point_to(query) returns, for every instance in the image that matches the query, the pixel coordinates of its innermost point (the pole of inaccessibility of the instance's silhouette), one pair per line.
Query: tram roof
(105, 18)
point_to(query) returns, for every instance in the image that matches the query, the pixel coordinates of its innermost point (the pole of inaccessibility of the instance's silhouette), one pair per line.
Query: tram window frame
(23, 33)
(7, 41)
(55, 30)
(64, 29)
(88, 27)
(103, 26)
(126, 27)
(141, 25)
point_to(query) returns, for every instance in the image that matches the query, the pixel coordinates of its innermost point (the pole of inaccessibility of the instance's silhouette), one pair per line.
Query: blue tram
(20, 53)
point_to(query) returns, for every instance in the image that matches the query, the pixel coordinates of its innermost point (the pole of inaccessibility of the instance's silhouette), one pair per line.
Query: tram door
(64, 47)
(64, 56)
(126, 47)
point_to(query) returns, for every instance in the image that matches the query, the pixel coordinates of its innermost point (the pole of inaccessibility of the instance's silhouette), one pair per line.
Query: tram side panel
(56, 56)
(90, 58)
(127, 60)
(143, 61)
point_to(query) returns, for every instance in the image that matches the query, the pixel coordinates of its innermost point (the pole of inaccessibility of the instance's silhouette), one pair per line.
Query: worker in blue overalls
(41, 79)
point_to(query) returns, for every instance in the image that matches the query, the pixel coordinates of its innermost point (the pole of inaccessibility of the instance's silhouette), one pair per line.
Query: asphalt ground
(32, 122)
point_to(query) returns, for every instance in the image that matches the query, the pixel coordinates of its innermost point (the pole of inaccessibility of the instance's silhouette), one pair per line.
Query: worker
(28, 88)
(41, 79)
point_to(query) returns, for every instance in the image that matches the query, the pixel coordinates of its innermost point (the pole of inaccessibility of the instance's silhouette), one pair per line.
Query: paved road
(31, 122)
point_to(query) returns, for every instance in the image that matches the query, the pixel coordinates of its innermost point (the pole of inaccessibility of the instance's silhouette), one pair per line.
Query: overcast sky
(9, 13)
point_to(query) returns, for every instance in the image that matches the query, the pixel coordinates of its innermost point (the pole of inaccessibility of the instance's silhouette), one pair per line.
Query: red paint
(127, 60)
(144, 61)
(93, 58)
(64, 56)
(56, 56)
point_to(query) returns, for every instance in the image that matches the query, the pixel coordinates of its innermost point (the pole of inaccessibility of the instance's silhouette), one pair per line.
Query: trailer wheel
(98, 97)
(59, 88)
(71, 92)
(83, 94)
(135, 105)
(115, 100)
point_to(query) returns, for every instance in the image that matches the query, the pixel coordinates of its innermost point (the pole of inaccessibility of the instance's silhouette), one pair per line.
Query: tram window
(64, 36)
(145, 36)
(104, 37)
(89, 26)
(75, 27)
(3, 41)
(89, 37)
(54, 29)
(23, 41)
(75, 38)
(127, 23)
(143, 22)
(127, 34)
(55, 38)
# # # # #
• **Task requirements**
Output the complete data exactly as written.

• **Problem solution**
point_to(query) returns, for every instance in the image that matches the query, the pixel coordinates of its innermost point (the pole of inaccessibility of the instance's silhouette), one pair per line.
Query: tram roof
(105, 18)
point_to(query) returns, for every instance in the image that matches the query, the pixel coordinates of its innermost point (the pole of inaccessibility of the instance's silhouette), one pair per line.
Query: tram window frame
(23, 33)
(7, 41)
(55, 30)
(64, 29)
(88, 27)
(103, 26)
(126, 27)
(141, 25)
point_to(query) returns, for every instance in the image that matches the query, the pixel coordinates of its innermost point (the pole of inaccessibility of the instance's silhouette), one pair per line.
Query: blue tram
(20, 53)
point_to(query) returns, for every instance in the image that matches the query, the pixel coordinates of its innermost point (the pole of inaccessibility of the instance's silhouette), one pair per line.
Query: tram door
(64, 47)
(64, 56)
(126, 47)
point_to(query) returns, for every instance in the image that matches the query, the pixel coordinates of its innermost point (the pole of inaccessibility of the instance's silhouette), one pair per line.
Query: tram side panel
(56, 56)
(90, 58)
(127, 60)
(143, 61)
point_to(query) returns, for every instance in the image that matches the query, the pixel coordinates of its innermost point (the pole of inaccessibility of the instance's silhouette), one pair per line.
Query: worker in blue overalls
(41, 79)
point_to(query) returns, for every instance in the image that matches the query, the pixel coordinates of its innermost point (the pole of inaccessibility of the instance's silhouette), one pair per line.
Query: asphalt ground
(32, 122)
point_to(query) returns, for every instance in the image that matches the query, the pixel coordinates of its innermost point (the pole of inaccessibility of the instance's silhouette), one pair per line.
Query: worker
(28, 88)
(41, 79)
point_to(query) returns, for every instance in the image that matches the query, the pixel coordinates of its innermost point (the pole of inaccessibility of the instance's silhouette), one pair per line.
Query: paved road
(31, 122)
point_to(query) returns, for every instance in the image that matches the query, the pixel coordinates of its innermost point (the pole of inaccessibility of the instance's silhouette), one pair per line.
Query: overcast sky
(9, 13)
point_to(query) returns, for every instance in the image that matches the query, the pixel coordinates of its innermost point (the pole of inaccessibility of the instance's silhouette), one pair per line.
Query: red paint
(127, 60)
(144, 61)
(93, 58)
(64, 56)
(56, 56)
point_to(query) returns, for every instance in the image that matches the query, the pixel coordinates of its innermost point (the pole of inaccessibility of the instance's silhouette), one pair per line.
Query: trailer wheel
(98, 97)
(59, 88)
(71, 92)
(83, 94)
(135, 105)
(115, 100)
point_to(query) returns, for every instance in the image that matches the query, the pixel coordinates of its innermost point (the pole of inaccessibility of the instance's silhouette), one pair per line.
Query: tram window
(64, 36)
(145, 36)
(104, 37)
(89, 26)
(75, 27)
(3, 41)
(89, 37)
(54, 29)
(23, 41)
(75, 38)
(127, 23)
(143, 22)
(127, 34)
(55, 38)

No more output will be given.